▶ **Document extract**:
# Choosing music to help your mood



## Aurelian (Sep 9, 2011)

If you are angry, do you suggest listening to something dramatic like the Apposionata Sonata? If you are sad, does the first movement of Beethoven's 14th string quartet help?

Or, does something light like Rossini's overtures help you?


----------



## Kjetil Heggelund (Jan 4, 2016)

That's a good question! I've been wondering why I'm in a strange mood today, and surprisingly I haven't thought about listening to anything...


----------



## Jacck (Dec 24, 2017)

yes, but I do not limit mysel to classical. If I am angry, the best type of music is death metal. :devil:


----------



## MarkW (Feb 16, 2015)

Nope. I choose music based on what I want to hear -- which usually has nothing to do with my mood. Why would I want to intensify my mood?

i.e. -- I'm angry, so I listen to Bartok's Miraculous Manadrin, which heightens my mood, which . . . what? Makes me go out to an IHop and shoot people? That's not music's purpose.


----------



## ZJovicic (Feb 26, 2017)

This is a very good question! Though using music for any function is a bit utilitarian and perhaps undermines its dignity as art... well, we're real people of flesh and blood and we do what we do, and this includes using music for all sorts of purposes, including influencing our mood.

Recently I've been thinking about whose music has the best effect on me, and here are my observations:

Haydn and Mozart perhaps have the best overall effect on me in sense of bringing me closer to harmony, balancing my mood, while still providing some stimulation. But they can be slightly boring too sometimes. Haydn especially can be invigorating, while Mozart is more balancing.

For intellectual stimulation, I think Bach is the best... he provides so much complexity, yet complexity that is digestible and that I can understand.

For emotional discharge, I find Beethoven the best... He draws me into his music, and then provides so much tension and passion which I can viscerally feel. After the work is complete there is a sense of fulfillment perhaps even catharsis.

Regarding romantics... well it's a mixed bag. Some romantic works I find inspiring. There are some beautiful, moving melodies, interesting compositions. But then there is also a lot of confusing slow movements which are interspersed with sudden outbursts of passion, and this can be a bit irritating. I am not a big fan of using brass instruments in orchestral works, and I think romantics have a big penchant for doing just this. 

Regarding modern stuff... well, for me it's usually a sort of adventure, exploration of uncharted territories, and sometimes it can be very interesting, and sometimes just confusing. If I said that atonal music has a good effect on my mood I would lie. But it can still be an adventure. Regarding other movements... well minimalism does what it usually intends to do... putting me in a slightly meditative mood... so mission accomplished. I find it a bit harmonizing, similar to Mozart too. Regarding Shostakovitch, I have very similar reactions to him and to Beethoven.

▶ **Excerpted records**:

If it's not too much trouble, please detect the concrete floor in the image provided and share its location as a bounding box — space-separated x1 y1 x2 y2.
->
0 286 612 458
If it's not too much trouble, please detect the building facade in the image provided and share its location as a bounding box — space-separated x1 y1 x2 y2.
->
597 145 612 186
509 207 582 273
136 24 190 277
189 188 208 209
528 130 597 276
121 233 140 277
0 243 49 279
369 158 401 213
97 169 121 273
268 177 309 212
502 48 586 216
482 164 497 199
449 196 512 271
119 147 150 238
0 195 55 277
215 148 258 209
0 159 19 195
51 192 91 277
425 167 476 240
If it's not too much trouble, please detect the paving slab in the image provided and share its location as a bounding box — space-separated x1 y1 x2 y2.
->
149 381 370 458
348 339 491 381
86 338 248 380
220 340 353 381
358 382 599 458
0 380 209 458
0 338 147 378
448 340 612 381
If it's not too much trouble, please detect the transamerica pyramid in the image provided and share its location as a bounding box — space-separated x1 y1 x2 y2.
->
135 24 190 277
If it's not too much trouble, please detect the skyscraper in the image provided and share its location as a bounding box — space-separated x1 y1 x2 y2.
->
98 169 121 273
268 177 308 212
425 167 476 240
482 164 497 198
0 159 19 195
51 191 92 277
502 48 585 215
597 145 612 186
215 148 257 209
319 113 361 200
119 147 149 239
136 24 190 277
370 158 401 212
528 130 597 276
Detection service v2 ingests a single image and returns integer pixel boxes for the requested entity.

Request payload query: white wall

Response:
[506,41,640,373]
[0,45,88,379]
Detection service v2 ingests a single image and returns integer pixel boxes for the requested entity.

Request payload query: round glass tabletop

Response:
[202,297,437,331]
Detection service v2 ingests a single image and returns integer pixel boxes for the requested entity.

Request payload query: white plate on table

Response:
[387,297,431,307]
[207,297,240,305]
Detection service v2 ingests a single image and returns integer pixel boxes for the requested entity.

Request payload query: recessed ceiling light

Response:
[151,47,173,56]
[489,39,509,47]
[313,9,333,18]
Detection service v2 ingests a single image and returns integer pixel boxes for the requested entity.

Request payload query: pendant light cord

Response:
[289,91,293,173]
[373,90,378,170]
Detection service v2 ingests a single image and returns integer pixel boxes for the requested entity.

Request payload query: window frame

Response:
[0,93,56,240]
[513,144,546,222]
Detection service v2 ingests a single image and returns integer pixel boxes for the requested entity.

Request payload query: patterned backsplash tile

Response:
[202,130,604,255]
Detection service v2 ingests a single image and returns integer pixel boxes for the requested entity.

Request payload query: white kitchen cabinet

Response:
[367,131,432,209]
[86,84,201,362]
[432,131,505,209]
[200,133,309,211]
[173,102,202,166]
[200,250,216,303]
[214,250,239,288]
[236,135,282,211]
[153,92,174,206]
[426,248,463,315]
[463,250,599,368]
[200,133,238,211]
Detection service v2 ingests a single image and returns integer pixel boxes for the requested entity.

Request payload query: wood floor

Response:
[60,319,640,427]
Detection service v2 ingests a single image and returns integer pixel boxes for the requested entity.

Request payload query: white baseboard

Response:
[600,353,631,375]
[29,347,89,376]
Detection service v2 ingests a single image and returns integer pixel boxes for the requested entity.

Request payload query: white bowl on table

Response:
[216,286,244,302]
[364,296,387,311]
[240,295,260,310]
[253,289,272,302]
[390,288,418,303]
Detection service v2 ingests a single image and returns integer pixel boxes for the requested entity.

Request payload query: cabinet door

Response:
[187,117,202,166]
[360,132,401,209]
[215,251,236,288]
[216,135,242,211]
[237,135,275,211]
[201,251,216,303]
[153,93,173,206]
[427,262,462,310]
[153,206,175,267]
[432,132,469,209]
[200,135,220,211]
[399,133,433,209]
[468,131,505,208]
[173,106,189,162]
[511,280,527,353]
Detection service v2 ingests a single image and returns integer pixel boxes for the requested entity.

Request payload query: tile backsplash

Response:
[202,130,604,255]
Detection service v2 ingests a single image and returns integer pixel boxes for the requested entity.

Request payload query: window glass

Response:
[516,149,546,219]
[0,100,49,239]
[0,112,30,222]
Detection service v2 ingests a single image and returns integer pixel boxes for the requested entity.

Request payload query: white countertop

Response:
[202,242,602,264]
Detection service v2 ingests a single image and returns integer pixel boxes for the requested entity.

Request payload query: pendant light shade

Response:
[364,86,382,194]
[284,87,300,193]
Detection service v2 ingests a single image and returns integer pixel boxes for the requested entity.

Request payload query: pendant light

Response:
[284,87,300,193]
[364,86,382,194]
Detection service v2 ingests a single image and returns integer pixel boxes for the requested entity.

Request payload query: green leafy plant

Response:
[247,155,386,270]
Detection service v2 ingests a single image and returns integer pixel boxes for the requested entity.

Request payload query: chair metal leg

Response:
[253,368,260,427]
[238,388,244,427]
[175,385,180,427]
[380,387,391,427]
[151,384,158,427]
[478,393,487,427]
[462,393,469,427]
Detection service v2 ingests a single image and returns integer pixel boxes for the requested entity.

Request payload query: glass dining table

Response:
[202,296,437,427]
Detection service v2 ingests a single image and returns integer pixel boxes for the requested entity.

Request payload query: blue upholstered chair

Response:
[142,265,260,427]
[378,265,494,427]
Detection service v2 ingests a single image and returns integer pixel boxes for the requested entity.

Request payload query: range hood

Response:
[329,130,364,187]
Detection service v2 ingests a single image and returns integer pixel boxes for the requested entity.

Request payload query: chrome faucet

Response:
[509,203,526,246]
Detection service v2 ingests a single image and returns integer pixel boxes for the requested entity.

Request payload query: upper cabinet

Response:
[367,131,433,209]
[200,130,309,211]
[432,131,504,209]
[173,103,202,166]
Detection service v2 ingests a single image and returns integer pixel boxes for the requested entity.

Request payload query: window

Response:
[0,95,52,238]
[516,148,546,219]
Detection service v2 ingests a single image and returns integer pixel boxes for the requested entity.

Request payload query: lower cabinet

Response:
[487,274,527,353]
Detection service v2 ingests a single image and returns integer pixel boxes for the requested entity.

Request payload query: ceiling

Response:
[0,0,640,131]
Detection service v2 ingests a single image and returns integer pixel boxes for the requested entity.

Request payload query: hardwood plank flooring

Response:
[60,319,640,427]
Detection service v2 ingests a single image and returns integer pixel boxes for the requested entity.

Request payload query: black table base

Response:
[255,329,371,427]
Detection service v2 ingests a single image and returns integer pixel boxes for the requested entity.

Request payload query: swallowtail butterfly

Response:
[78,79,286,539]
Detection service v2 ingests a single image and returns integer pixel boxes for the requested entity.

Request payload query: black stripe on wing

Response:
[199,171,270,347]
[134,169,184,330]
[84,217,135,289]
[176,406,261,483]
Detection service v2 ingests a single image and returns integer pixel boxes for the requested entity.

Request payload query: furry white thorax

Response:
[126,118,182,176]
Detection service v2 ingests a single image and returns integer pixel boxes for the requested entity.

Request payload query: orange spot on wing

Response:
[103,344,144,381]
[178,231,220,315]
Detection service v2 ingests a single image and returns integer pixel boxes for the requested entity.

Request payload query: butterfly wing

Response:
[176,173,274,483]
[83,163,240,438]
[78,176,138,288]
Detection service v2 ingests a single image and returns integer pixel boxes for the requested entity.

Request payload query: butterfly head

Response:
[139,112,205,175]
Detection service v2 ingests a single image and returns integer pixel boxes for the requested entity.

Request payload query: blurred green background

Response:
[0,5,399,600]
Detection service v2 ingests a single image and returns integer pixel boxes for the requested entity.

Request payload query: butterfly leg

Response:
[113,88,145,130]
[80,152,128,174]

▶ **Task description**: In the thread on choosing music to help your mood, which composer does ZJovicic find best for emotional discharge? The material plays no part in what follows.

▶ **In response**: Beethoven.